Tally the lines below that contain the string "clicks" with case counting, and reply with only that number.

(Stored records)
= = =

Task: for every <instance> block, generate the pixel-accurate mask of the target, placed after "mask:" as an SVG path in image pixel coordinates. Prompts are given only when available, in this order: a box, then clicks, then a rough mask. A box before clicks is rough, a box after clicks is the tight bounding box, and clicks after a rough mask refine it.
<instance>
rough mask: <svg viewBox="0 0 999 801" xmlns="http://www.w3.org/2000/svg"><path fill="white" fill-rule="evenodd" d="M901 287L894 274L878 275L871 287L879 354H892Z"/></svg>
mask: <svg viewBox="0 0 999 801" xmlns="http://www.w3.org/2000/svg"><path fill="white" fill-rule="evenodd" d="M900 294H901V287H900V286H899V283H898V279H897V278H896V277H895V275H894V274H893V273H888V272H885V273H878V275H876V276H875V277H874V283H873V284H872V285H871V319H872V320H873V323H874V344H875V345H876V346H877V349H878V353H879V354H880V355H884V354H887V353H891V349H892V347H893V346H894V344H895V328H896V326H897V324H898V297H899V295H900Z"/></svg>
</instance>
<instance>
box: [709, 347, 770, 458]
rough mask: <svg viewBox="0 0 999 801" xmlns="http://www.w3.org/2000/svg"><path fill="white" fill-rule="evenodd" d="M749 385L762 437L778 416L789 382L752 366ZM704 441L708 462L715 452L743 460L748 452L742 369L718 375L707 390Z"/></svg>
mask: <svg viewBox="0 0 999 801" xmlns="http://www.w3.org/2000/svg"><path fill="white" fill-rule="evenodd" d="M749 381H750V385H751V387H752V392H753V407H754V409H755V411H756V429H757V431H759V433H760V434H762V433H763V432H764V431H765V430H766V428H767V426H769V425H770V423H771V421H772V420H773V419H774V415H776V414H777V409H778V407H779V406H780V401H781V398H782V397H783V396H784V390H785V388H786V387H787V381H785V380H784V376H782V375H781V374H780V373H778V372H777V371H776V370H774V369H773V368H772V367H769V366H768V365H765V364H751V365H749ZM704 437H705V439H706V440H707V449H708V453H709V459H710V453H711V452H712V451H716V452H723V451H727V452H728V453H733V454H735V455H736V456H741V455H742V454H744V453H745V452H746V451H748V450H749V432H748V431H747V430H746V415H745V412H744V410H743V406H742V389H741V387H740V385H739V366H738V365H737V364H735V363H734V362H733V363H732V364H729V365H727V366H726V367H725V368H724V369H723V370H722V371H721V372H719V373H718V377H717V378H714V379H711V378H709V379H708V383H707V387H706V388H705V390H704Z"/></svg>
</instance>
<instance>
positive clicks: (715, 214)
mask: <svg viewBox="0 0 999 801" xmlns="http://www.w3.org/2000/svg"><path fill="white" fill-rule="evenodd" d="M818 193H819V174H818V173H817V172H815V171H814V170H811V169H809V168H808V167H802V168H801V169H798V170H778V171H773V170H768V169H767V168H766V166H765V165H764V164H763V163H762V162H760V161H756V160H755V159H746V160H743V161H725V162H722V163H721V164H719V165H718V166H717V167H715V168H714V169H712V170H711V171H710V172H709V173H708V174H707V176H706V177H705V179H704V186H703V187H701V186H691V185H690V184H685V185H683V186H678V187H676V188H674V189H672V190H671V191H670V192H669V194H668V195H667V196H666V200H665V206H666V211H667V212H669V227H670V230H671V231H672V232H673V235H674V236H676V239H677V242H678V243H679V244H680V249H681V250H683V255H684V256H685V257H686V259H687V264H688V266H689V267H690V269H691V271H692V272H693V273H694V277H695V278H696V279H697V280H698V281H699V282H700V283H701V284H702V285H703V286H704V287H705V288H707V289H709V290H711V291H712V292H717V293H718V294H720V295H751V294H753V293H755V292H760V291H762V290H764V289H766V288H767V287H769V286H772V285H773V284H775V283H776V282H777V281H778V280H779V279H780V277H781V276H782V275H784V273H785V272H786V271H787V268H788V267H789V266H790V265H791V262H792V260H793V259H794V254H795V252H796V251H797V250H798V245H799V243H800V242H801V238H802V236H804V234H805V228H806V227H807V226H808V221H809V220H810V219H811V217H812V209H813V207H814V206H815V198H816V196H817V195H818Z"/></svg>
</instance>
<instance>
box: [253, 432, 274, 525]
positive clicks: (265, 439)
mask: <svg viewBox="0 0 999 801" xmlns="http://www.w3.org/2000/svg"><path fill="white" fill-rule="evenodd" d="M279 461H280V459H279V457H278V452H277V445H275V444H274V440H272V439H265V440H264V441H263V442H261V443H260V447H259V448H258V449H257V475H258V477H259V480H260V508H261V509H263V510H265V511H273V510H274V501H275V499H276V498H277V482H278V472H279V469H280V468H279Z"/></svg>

= = =

*RESPONSE TO THIS EXERCISE*.
3